**SELECTED EXTRACT:**
========

We need to create a high degree of tea appreciation among Sri Lankans. If we ourselves do not appreciate tea, how can we expect others to do so?
The second issue is that it is really difficult to find a good cup of tea in Sri Lanka. For one thing we often add powdered milk, which is already sweetened and sometimes even flavoured with vanilla. And then there is the sugar. While on average Sri Lankans consume 1.4 kilograms of tea every year, on average we each consume 30 kilograms of sugar per year. In other words, we consume 20 times as much sugar as tea! Our challenge then, is to persuade Sri Lankans to better appreciate tea, and to stop treating tea merely as a colourant for their sugar. A good cup of Ceylon Tea is best drunk neat, so you can appreciate its flavours, just as you would with any fine beverage. Once we ourselves show a little appreciation for our tea, the world will catch on.
When we dine at a Chinese restaurant, for example, many of us drink Chinese tea with no milk or sugar. Yet, at a Sri Lankan restaurant we almost never drink the tea. In following the Japanese tea model, local appreciation is key; the Japanese are quite crazy about their tea. Sri Lankans too must care about this beverage and take some pride in it. To obtain a tea education I recommend that everyone visits the Hantana Tea Museum, where they can learn the different grades and regions of Ceylon Tea, or one of the many tea shops now operated in Colombo and elsewhere by leading exporters.

========

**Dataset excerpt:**
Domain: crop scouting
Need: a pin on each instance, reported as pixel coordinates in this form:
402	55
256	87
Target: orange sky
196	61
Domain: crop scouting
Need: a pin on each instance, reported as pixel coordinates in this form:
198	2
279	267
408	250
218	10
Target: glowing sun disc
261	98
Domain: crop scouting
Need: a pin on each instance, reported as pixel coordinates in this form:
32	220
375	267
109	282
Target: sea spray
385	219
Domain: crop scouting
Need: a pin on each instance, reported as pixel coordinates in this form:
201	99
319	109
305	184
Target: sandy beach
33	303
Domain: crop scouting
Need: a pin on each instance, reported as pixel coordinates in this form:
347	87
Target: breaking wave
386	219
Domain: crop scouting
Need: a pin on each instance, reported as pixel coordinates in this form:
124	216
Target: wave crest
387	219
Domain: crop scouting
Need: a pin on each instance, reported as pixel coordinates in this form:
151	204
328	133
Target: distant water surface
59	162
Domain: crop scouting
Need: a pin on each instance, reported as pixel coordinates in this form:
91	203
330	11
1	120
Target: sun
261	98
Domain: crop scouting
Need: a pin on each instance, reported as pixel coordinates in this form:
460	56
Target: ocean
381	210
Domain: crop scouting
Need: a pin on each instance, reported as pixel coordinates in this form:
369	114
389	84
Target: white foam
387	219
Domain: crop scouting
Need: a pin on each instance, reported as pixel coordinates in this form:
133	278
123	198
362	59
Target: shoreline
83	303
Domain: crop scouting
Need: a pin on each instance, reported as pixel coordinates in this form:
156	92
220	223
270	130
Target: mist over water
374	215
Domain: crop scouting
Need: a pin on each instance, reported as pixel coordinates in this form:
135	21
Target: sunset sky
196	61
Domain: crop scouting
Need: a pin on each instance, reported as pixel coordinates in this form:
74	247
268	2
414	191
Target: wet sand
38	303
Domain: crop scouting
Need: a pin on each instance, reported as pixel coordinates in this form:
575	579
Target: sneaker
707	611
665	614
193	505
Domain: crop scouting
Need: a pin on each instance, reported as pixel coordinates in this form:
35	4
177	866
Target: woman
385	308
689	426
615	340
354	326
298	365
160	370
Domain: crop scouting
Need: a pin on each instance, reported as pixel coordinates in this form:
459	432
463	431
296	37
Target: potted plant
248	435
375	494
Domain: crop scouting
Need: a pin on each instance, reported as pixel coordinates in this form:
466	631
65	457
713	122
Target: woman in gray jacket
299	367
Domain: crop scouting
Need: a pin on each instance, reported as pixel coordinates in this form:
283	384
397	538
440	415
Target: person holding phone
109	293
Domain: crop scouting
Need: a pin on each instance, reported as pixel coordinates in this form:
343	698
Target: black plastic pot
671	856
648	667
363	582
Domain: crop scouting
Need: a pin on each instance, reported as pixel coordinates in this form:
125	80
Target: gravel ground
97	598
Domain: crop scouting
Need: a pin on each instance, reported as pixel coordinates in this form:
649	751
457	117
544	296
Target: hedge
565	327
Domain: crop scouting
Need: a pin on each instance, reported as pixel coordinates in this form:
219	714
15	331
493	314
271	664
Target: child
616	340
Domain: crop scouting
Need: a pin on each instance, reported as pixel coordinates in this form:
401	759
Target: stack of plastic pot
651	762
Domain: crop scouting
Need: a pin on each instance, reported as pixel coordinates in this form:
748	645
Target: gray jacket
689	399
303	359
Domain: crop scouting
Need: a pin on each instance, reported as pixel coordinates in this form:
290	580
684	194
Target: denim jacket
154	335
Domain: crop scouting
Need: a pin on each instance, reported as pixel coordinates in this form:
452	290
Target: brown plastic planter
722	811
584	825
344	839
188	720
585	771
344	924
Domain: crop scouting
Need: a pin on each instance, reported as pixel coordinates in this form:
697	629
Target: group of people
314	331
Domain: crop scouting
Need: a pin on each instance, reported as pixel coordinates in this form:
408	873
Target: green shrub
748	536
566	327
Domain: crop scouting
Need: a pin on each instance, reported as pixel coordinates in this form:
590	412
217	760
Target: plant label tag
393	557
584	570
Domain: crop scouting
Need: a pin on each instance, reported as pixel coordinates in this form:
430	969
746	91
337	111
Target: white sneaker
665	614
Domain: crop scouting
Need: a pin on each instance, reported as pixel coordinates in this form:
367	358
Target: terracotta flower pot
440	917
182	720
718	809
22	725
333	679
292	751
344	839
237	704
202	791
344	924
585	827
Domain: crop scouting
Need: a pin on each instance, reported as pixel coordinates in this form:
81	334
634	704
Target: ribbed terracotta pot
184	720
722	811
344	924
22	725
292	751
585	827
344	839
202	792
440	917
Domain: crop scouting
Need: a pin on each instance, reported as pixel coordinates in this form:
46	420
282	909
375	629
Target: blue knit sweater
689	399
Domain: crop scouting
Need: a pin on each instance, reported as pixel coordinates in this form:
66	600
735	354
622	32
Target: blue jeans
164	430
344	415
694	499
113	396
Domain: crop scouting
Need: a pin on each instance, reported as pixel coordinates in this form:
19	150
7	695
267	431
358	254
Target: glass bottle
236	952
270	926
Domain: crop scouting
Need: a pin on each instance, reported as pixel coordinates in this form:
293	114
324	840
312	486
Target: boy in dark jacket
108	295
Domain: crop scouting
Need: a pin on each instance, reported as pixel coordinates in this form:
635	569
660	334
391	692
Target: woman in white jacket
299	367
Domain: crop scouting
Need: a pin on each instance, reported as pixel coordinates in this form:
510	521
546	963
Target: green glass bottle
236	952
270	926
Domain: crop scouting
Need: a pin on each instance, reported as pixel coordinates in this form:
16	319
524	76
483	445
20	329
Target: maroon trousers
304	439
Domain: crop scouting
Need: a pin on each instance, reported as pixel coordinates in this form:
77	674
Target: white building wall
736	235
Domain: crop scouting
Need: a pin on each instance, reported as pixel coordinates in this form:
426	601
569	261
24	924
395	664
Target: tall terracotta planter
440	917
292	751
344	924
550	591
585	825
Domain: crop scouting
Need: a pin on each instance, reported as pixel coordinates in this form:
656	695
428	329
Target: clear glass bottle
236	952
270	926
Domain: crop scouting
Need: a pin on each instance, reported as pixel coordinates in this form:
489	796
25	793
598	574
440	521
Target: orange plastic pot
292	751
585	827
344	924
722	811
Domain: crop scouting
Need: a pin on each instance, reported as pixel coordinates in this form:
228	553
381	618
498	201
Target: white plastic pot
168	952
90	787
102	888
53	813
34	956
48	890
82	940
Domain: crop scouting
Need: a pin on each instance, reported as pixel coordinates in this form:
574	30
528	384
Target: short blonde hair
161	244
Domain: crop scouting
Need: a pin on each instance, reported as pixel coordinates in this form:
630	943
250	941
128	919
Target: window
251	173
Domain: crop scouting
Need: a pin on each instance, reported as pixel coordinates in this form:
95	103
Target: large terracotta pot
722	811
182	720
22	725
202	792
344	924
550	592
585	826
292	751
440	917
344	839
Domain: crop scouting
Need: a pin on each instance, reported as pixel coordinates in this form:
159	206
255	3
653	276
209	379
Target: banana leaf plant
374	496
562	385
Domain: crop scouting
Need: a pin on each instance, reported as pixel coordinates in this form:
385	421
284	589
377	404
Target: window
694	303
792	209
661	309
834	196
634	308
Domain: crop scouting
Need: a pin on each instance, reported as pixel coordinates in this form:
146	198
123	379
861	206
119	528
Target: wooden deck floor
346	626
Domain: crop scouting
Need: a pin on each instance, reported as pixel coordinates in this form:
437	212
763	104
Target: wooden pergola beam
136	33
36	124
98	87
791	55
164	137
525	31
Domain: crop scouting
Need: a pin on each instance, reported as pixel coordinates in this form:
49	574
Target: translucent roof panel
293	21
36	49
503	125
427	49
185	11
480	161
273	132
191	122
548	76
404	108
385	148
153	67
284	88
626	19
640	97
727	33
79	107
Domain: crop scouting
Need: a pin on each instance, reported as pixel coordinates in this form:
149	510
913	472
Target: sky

========

**WHAT THE TASK ASKS:** Echo the part of the Sri Lankan tea passage that opens with the words containing "When we dine" and closes with "by leading exporters.".

**EXERCISE RESPONSE:**
When we dine at a Chinese restaurant, for example, many of us drink Chinese tea with no milk or sugar. Yet, at a Sri Lankan restaurant we almost never drink the tea. In following the Japanese tea model, local appreciation is key; the Japanese are quite crazy about their tea. Sri Lankans too must care about this beverage and take some pride in it. To obtain a tea education I recommend that everyone visits the Hantana Tea Museum, where they can learn the different grades and regions of Ceylon Tea, or one of the many tea shops now operated in Colombo and elsewhere by leading exporters.